- [REQUIREMENT] Find every line in the entries that contains the word "shorts" and copy each one.

[Point annotation entries]
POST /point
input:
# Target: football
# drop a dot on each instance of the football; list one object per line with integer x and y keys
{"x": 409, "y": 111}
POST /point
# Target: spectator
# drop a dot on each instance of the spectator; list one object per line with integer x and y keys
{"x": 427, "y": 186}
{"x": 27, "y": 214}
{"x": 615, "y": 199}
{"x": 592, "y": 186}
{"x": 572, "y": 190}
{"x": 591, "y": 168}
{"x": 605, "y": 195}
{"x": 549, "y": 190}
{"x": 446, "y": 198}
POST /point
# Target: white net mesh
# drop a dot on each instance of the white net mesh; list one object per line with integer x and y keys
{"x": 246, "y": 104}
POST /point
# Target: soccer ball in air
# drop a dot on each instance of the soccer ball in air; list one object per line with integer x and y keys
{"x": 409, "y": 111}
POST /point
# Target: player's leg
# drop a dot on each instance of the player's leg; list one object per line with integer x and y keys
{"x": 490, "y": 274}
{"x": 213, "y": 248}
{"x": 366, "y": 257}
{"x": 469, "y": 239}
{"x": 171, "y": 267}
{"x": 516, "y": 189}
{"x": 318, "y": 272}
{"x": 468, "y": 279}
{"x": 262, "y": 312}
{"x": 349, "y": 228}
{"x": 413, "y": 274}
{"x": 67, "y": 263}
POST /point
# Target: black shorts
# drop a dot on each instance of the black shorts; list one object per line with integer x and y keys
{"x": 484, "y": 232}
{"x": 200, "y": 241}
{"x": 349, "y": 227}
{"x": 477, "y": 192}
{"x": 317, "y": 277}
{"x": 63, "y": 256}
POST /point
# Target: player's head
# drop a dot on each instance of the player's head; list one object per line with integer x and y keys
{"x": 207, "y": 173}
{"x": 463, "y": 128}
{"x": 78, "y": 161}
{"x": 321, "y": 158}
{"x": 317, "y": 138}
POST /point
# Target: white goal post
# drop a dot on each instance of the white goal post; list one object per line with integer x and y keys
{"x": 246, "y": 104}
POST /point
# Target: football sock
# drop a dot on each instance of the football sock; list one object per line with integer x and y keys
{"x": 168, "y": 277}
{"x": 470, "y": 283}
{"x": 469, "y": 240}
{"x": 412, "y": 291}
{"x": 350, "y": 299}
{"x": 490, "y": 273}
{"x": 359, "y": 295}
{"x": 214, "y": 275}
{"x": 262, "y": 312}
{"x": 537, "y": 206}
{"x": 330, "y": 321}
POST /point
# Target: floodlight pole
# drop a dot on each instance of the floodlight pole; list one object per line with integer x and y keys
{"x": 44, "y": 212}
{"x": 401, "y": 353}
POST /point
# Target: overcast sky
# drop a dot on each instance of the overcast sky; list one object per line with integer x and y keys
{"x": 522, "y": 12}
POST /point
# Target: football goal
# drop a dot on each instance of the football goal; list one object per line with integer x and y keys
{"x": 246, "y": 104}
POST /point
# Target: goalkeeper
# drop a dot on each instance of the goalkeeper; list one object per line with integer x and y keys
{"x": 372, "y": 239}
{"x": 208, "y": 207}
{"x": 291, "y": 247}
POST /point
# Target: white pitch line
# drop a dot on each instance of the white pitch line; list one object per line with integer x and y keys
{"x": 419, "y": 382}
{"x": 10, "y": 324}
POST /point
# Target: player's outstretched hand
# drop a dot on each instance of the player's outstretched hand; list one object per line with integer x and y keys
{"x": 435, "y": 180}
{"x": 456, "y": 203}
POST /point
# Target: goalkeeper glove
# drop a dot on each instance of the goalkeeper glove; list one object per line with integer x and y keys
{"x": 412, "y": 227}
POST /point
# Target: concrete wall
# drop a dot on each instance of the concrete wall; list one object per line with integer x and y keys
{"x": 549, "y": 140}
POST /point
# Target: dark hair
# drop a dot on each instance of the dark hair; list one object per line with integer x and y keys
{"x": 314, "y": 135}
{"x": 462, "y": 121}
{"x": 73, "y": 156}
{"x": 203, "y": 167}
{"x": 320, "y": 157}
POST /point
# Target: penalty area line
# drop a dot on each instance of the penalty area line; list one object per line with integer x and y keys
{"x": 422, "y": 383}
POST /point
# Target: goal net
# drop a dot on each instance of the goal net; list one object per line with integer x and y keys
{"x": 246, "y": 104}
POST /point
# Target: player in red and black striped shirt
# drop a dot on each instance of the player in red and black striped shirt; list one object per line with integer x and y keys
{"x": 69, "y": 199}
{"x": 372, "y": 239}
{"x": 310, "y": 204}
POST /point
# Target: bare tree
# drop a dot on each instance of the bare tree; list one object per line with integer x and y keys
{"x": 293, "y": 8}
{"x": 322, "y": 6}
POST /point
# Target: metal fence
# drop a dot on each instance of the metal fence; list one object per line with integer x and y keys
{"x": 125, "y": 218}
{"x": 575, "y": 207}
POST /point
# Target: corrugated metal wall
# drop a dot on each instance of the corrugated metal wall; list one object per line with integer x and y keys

- [ANSWER TO THIS TASK]
# Target: black shorts
# drop a dot on each instance of the black shorts; list one object per line with integer x and y keys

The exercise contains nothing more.